• [Exercises]:
(a) In the numpy data sets tutorial, what does 1-Nearest Neighbors use as its prediction for a target point?
(b) Continue the numpy data sets tutorial from its final sentence onward.

Data Sets And Numpy

A learning example is comprised of a set of features (or attributes, or dimensions). In the case where the features are real-valued, each example can be considered a vector or a point. Let $x$ represent an individual example. Let $d$ be the dimensionality of $x$ Thus, each example $x$ is a single point where $x \in \mathbb{R}^{d}$.

In Python, example data is typically stored in matrix form. In ML, this data can be stored 2 ways, in rows, as shown on the left, and in columns, as is shown on the right.

$\begin{bmatrix} -- & x^{(1)} & -- \\ -- & x^{(2)} & -- \\ -- & ... & -- \\ -- & x^{(m)} & -- \\ \end{bmatrix}$ or $\begin{bmatrix} | & | & | & | \\ x^{(1)} & x^{(2)}& ... & x^{(m)} \\ | & | & | & | \\ \end{bmatrix}$

Enter the names of all group members in the cell below. If you are submitting this individually, enter your name, along with the names of anyone you worked with while completing these exercises.

YOUR ANSWER HERE

QUESTION

  • Consider two points, $x^{(1)}$ = (1,3) and $x^{(2)}$ = (2,5). Calculate, by hand, the Euclidean distance between these two points. Recall that the the formula for Euclidean distance is $$\sqrt { \sum_{i=0}^{d-1}{(x_{i}^{(1)} - x_{i}^{(2)})^2}}$$.

YOUR ANSWER HERE


PART 1 - Processing Numpy Arrays Using Loops

Until now, you have primarily used for loops for performing mathematical operations on arrays of numbers. As an example of doing this in Python, you can use a loop to work with a numpy array:

In [ ]:
import numpy as np
np.set_printoptions(precision=3) # Keeps output from getting cluttered.


x = np.random.rand(10)

sum_x = 0

for i in range(x.shape[0]):
    sum_x += x[i]

print(sum_x)

Activity 1

In the cell below, complete the distance_loop function using a for loop. You can test your implementation by executing the next cell. (To be clear: using loops is not a good idea here. We'll develop a better implementation later.)

In [ ]:
# Write the distance_loop method

def distance_loop(x1, x2):
    """ Returns the Euclidean distance between the 1-d numpy arrays x1 and x2"""
    
    # YOUR CODE HERE
    raise NotImplementedError()
In [ ]:
# Tests for the distance_loop method.

import numpy as np
import math

a = np.array([1.0, 2.0, 3.0])
b = np.array([0.0, 1.0, 4.0])

test_distance = distance_loop(a, b) 
expected_answer = 1.7320508075688772

np.testing.assert_allclose(test_distance, expected_answer)
np.testing.assert_allclose(distance_loop(b, a), expected_answer)
np.testing.assert_allclose(distance_loop(a, a), 0)

Activity 2

Very soon we will study the K-Nearest Neighbors algorithm. The simplest version is 1-Nearest Neighbors, which classifies a target point by searching through the training data to find the single point that is nearest to the target, and using the class of that point as a prediction. Using a for loop, and your completed distance_loop function, complete the nearest_loop function in the cell below (which would be useful for implementing 1-Nearest Neighbors classifier).

• [Dataset content]:
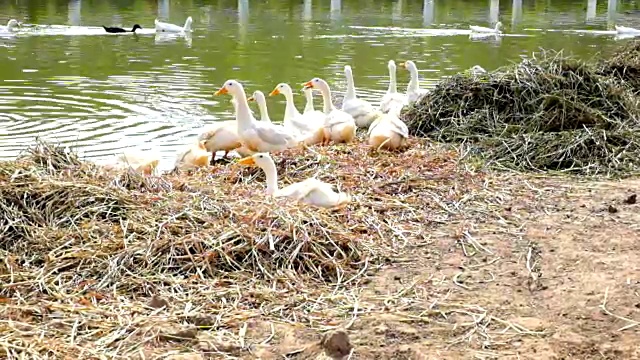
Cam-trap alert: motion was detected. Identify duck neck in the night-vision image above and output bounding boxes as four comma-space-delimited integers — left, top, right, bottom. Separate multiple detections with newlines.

• [Written answers]:
(a) It uses the class of the single training point nearest to the target.

(b)
Here are some potentially helpful reminders:

In [ ]:
# The shape property returns a tuple containing the shape of a numpy array:

X = np.random.random((5,3))
print(X)
print(X.shape)
In [ ]:
# Slicing can be used to extract a single row or column from a numpy array.  
# This extracts the middle column from X:

print(X[:, 1])
In [ ]:
# ##
# Exercise: Complete nearest_loop
# ##

def nearest_loop(X, target):
    """ Return the index of the nearest point in X to target.
         Arguments:
          X      - An m x d numpy array storing m points of dimension d
         target - a length-d numpy array
    """
    # YOUR CODE HERE
    raise NotImplementedError()

Execute the cell below to test your implementation.

In [ ]:
# Tests for nearest_loop

data = np.array([[0.71, 0.74, 0.06],
                 [0.86, 0.5 , 0.18],
                 [0.35, 0.47, 0.03],
                 [0.57, 0.32, 0.65],
                 [0.3 , 0.17, 0.21],
                 [0.15, 1.  , 0.74]])

assert(nearest_loop(data, np.array([.6, .3, .7]))  == 3)
assert(nearest_loop(data, np.array([.1, 1.0, .7])) == 5)
assert(nearest_loop(data, np.array([.7, .7, .0]))  == 0)       

PART 2 - Processing Numpy Arrays WITHOUT Loops

Loops in Python are sllloooowwww. The key to writing fast numerical programs in Python is to avoid loops by taking advantage of numpy operators and library calls.

Activity 3

Complete the distance function in the cell below. The functionality should be exactly the same as distance_loop, but your implementation should not contain any loops (or list comprehensions). Execute the following cell to test your implementation and compare the speed to our previous version.

In [ ]:
def distance(x1, x2):
    """ Returns the Euclidean distance between the 1-d numpy arrays x1 and x2"""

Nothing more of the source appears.